_Given problem:_ Output every line below without omitting or altering anything.
-- Begin Records --
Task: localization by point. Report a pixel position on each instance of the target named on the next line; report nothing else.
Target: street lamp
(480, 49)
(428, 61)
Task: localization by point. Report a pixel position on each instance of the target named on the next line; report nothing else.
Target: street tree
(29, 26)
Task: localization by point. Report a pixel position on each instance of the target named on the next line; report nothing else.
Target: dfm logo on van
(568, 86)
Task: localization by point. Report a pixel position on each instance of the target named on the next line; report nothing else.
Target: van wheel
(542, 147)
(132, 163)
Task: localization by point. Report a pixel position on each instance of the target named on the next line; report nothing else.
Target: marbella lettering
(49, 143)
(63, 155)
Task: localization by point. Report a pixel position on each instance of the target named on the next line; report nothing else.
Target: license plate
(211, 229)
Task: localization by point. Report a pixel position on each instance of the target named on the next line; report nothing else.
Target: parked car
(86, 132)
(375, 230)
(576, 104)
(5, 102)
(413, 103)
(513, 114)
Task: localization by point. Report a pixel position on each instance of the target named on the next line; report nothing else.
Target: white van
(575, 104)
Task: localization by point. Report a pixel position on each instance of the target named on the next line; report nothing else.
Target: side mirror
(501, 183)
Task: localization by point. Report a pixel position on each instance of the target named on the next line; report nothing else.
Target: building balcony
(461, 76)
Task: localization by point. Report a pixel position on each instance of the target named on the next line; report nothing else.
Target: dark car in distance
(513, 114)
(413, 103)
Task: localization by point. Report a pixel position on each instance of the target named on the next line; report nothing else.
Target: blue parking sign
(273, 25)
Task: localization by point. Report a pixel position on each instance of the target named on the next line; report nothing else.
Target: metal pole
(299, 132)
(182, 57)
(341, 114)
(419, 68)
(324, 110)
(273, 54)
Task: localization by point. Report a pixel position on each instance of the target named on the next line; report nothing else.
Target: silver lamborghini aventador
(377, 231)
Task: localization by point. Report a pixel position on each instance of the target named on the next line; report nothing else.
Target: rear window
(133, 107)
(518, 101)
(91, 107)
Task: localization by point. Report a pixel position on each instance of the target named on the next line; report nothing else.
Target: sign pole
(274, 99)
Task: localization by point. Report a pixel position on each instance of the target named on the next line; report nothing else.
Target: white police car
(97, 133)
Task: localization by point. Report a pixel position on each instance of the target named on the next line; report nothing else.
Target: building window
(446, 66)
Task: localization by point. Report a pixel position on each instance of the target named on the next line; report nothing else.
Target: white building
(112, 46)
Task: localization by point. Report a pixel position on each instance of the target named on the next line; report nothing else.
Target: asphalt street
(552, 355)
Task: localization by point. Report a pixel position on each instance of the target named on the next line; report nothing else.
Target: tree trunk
-- End Records --
_Result below:_
Task: localization by point. Report a pixel position on each instance of the target named on the next line; report nothing else.
Target: street lamp
(480, 49)
(428, 61)
Task: localization by point. Report a pixel position on each instance of the target named on the next line; report nothing else.
Target: street tree
(29, 26)
Task: localization by point. Report a pixel position on each instance of the target named on the next line; report nothing else.
Target: dfm logo on van
(568, 86)
Task: localization by point. Report a pixel position on each instance of the target named on the next line; report nothing else.
Target: van wheel
(542, 147)
(132, 163)
Task: localization by point. Report a pixel position on each instance of the target named on the next line; report nothing else.
Target: marbella lettering
(49, 143)
(63, 155)
Task: localization by point. Report a pixel position on each instance of the target named on the next line; report nothing else.
Target: license plate
(211, 229)
Task: localization by point. Report a pixel position on each instance of the target named on the next line; report nothing else.
Target: parked car
(86, 132)
(375, 230)
(576, 104)
(5, 102)
(413, 103)
(513, 114)
Task: localization by point. Report a pixel position on each instance of the target named on the next line; report nothing else.
Target: white van
(575, 104)
Task: localization by point. Report a pixel position on each instance of the target named on the next line; report nothing else.
Target: side mirror
(501, 183)
Task: localization by point. Report a pixel position on each instance of the target named on the next line; report nothing else.
Target: building balcony
(461, 76)
Task: localization by point. Report a pixel position on each instance of the target named on the next line; report nothing else.
Target: dark car in distance
(513, 114)
(413, 103)
Task: localization by point. Report a pixel position on each instance of the target named on the next line; report nothing else.
Target: blue parking sign
(273, 25)
Task: localization by point. Report a pixel position on each instance of the target named on the next line; report nothing else.
Target: metal pole
(299, 132)
(182, 57)
(341, 114)
(419, 68)
(324, 110)
(273, 54)
Task: localization by point. Report a pixel position on each instance of the target named on the next line; report nothing else.
Target: silver lamborghini aventador
(377, 231)
Task: localization by point. Report a pixel position on each instance of the target named on the next line; report nothing else.
Target: rear window
(133, 107)
(518, 101)
(91, 107)
Task: localization by point. Report a pixel position on each instance of the target named on the next line; report nothing else.
Target: sign pole
(274, 99)
Task: localization by point. Report a pixel position on each instance of the target named on the next line; report nothing else.
Target: white police car
(97, 133)
Task: localization by point. Report a pixel position on each instance of the target named on the next line; report nothing else.
Target: building window
(446, 66)
Task: localization by point. Report a pixel position on each instance of the target named on the next line; report nothing else.
Target: white building
(112, 46)
Task: localization by point. Report a pixel position on each instance of the target named on the next line; report nothing else.
Target: asphalt street
(552, 355)
Task: localization by point. Report a pixel position on each instance of the target named on the next line; report nothing else.
Target: tree trunk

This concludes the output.